● To be done
1. In the forum thread about Google indexing of XenForo URLs, on what date did the message board switch from vBulletin to XenForo?
2. Continue the forum thread about Google indexing of XenForo URLs from its last line.

[XF 2.0] Google will only index about 30% of XenForo URLs

Dan Blather

Member
The site: https://www.cyburbia.org

I started the site in 1994 (!), and the message board has been online since 1996. Change from vBulletin to XenForo: 5 January 2019.

Problem: since I switched the message board software from vBulletin 4 to XenForo 2.0, and from http to https, Google removed a lot of forum threads from its index. According to Google Search Console, about 14,000 https URLs are now indexed, with a decreasing number of new pages with every pass. About 28,000 URLs are "Discovered - currently not indexed / Status: Excluded". The vast majority of the excluded pages are content-rich -- they're not low-content post padding parties. Google still has about 8,000 old http vBulletin URLs iin its index.

  • Canonical URLs = on.
  • Old vBulletin > new XenForo URL redirect is working.
  • Sitemaps = on. Google reads it every few days.
  • Anything that is visible to an unregistered visitor can be indexed. Noindex pages - member profiles.
  • PageSpeed Insights: mobile = 95, desktop = 99. Server load is consistently under 1.0.
  • Daily posting activity is down about 75% from its historic peak in the mid-2000s, but there's been a jump and slow rise since the changeover.
  • Mobile usability: no issues, but only about 800 valid URLs, and decreasing from a peak of about 1,500 a month ago.
In your experience, will Google eventually get to these "excluded" unindexed pages?

197125
 
Last edited:
In your experience, will Google eventually get to these "excluded" unindexed pages?
Maybe, no one knows. It can take Google a long time to update a site's entire profile especially if you've made a big change. I have a large forum and Google for unknown reasons decided to exclude near 10% of my pages.
 
Are you certain it's threads removed and not other miscellaneous VB URLs? VB has many canonical issues with URLs as well.

● Excerpted data
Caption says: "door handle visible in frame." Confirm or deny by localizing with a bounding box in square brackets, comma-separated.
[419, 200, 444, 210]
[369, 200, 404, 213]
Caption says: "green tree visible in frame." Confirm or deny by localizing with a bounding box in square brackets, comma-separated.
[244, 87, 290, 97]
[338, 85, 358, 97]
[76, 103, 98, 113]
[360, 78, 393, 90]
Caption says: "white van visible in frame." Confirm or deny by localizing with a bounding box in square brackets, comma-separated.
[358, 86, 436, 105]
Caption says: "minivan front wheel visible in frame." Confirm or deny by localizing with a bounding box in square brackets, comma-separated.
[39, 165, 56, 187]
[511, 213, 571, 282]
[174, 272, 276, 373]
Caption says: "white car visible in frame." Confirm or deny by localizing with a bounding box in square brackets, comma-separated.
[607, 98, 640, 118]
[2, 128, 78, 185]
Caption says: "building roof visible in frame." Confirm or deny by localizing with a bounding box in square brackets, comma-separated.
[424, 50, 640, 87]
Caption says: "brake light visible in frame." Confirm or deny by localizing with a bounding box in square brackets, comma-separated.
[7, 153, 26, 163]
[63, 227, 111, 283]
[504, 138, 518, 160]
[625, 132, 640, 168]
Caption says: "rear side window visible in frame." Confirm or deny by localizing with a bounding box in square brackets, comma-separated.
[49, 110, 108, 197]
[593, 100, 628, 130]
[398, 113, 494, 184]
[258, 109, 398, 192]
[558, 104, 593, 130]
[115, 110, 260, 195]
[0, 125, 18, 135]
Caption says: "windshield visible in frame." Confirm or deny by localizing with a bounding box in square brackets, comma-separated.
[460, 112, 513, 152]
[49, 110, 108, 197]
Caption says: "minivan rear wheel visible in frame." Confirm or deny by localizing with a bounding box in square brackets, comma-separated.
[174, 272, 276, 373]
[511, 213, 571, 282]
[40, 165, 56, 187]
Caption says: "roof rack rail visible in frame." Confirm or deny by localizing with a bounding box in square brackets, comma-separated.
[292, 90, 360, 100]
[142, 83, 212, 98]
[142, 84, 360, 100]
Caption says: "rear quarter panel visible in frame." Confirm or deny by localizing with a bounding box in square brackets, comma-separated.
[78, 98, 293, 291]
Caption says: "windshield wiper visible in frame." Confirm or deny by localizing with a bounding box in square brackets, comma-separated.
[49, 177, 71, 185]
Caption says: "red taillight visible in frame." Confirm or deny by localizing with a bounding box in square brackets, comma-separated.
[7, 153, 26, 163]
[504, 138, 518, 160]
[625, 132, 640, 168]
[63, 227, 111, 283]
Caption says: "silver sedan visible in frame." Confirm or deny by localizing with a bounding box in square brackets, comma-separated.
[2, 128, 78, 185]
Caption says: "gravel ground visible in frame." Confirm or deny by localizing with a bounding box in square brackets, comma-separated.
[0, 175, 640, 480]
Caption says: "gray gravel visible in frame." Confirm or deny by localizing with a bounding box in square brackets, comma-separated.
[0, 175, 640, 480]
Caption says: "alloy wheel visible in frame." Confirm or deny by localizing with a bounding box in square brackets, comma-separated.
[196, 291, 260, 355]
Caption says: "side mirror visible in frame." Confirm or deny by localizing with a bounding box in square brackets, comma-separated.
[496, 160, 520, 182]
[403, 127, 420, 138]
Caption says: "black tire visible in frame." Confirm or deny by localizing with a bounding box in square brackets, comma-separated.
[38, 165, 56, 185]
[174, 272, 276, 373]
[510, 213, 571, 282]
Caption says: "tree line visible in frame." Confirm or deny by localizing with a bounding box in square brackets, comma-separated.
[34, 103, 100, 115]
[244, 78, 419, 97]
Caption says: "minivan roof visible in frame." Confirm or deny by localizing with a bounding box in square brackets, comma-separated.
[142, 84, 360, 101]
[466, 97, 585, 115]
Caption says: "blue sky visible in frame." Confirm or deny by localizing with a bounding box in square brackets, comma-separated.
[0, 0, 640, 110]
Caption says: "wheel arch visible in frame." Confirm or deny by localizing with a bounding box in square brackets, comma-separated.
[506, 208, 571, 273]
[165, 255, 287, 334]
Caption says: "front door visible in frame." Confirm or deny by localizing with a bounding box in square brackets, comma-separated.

● Task-by-task outputs
1. 5 January 2019

2.
The same problem With my forum more than 8 million Excluded

The other problem when I search in Google by site:mydomin.com

Shows About 205,000 results (number of seconds: 0.24)

I lost a lot of pages and visitors, I do not know how to overcome the problem
myweb.gif
 
With millions of URLs, I can almost guarantee even a site with no canonical issues will be very lucky to have even half of them indexed, unless the site has a very high page rank.

Many pages they simply do not index due to thin content, irrelevancy (for instance political discussions on my automotive forums tend not to be indexed), etc. Member profile pages, for instance. Many thread URL's with "goto" post numbers on the end since they are identical content to the URL without the post number.

Google assigns a crawl budget for every site based on it's speed, rank, search traffic, etc. You want as little of that crawling budget to be spent on things they aren't going to index, so make sure you have a robots.txt file in place.

And, also consider that this may not be 100% related to a software change. Google had a major search update rollout a few weeks ago, and many sites have seen large positive or negative changes in traffic. Three of my forums are seeing 30%-50% increases (and still climbing), one of them dropped in half, the others are the same.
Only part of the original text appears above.